Written task: Print every entry below verbatim, keeping each line, number, and line break in its original order.

Material supplied:

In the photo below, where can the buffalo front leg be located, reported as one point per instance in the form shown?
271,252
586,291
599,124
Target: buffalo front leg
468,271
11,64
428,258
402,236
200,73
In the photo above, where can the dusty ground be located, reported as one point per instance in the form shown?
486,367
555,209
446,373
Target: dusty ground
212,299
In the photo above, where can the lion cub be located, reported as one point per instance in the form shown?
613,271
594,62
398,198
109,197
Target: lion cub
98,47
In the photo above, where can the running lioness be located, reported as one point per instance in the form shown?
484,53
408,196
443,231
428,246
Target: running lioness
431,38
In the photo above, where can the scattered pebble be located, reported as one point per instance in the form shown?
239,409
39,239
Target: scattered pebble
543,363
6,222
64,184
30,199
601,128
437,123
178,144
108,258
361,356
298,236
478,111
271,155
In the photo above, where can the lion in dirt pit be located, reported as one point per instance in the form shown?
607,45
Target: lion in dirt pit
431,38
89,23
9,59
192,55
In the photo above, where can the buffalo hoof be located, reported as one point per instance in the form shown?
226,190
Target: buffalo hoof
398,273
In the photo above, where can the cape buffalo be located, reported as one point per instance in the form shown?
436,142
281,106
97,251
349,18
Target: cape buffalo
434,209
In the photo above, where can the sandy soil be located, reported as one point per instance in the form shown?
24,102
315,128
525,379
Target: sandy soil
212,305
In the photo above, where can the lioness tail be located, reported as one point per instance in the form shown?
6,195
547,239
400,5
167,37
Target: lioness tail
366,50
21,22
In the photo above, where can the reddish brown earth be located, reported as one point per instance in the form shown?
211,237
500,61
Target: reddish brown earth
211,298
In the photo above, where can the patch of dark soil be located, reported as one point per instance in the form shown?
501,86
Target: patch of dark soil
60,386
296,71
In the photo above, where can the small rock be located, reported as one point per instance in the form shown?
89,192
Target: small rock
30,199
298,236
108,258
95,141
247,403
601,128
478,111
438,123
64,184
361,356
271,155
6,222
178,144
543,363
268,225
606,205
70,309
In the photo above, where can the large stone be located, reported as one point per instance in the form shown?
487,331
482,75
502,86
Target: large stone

Correct result:
In the photo below, where can the buffalo front leg be located, reported as one point per instance in the form shown?
271,252
586,291
599,124
Target: buffalo front leg
468,271
11,64
428,258
402,236
200,73
In the photo above, where can the dusty ground be located, reported as one point per instance in the form shown?
486,367
555,209
446,373
Target: dusty ground
212,299
In the photo above, where can the lion cub be located, reported as one point per instance in the form shown?
613,271
594,62
398,198
109,197
Target: lion cub
98,47
In the photo above, where can the running lioness be located, reported as one point per instance in the form shown?
484,53
408,196
443,231
428,246
Target: running lioness
431,38
In the photo above, where can the scattered pebble be located, reported as one point per instance in the form shown?
239,409
39,239
Target: scattered pebble
543,363
6,222
64,184
30,199
601,128
437,123
178,144
108,258
361,356
298,236
478,111
271,155
In the photo above, where can the lion in dirt pit be located, reported as one point per instance in the form shown?
607,45
Target: lion in dirt pit
431,38
89,23
9,59
192,55
In the photo above, where can the buffalo hoof be located, reported as one point per instance in the form shown?
226,190
Target: buffalo hoof
398,273
In the photo above, where can the cape buffalo be located, reported as one point per instance in the form shown?
436,142
281,106
97,251
349,18
Target: cape buffalo
434,209
In the photo above, where can the sandy soil be located, reported as one point per instance in the form shown?
24,102
315,128
525,379
Target: sandy soil
212,305
In the photo above, where can the lioness tail be located, reported as one point per instance in the form shown?
6,195
547,239
400,5
167,37
Target: lioness tail
366,50
21,22
In the photo above, where can the reddish brown earth be located, reported as one point per instance in the form shown?
211,237
500,61
Target: reddish brown earth
211,298
In the photo above, where can the patch of dark soil be located, reported as one point per instance in the form shown?
501,86
Target: patch of dark soil
60,386
296,71
In the photo above, where can the small rock be located, reported as one point per instance in the form shown?
89,192
Target: small rock
30,199
298,236
108,258
95,141
247,403
601,128
478,111
438,123
64,184
361,356
271,155
6,222
178,144
543,363
268,225
606,205
70,309
In the photo above, where can the large stone be located, reported as one point per instance in the form shown?
487,331
482,75
502,86
Target: large stone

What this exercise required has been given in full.